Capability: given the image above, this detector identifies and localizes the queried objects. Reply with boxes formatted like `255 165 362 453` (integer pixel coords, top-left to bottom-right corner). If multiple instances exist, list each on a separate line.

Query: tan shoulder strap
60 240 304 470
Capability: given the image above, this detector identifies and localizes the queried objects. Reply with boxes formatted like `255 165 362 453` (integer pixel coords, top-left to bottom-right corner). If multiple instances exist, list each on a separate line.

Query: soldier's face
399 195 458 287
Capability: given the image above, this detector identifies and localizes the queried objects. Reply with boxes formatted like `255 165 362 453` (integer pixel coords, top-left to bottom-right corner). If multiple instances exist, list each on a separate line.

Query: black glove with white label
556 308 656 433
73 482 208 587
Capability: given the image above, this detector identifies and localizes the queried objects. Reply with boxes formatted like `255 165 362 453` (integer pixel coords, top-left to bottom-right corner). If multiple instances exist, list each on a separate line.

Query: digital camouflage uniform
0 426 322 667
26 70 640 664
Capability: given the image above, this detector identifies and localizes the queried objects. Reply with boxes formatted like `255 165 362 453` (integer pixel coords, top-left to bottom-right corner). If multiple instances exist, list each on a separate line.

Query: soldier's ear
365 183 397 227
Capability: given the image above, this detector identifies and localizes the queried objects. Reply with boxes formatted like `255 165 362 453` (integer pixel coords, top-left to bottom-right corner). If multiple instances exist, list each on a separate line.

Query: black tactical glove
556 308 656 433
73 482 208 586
·····
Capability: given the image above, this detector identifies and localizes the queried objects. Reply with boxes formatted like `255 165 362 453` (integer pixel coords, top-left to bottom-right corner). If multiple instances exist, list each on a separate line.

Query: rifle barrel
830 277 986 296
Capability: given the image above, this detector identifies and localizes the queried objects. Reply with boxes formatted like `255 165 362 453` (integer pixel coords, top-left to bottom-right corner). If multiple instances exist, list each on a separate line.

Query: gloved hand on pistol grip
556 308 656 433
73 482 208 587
·····
EXERCISE DIRECTIONS - Pull out each line of the items above that contains the word "black", and copy those lines in full.

ANSWER TO THIS TASK -
Query: black glove with white label
Query: black tactical glove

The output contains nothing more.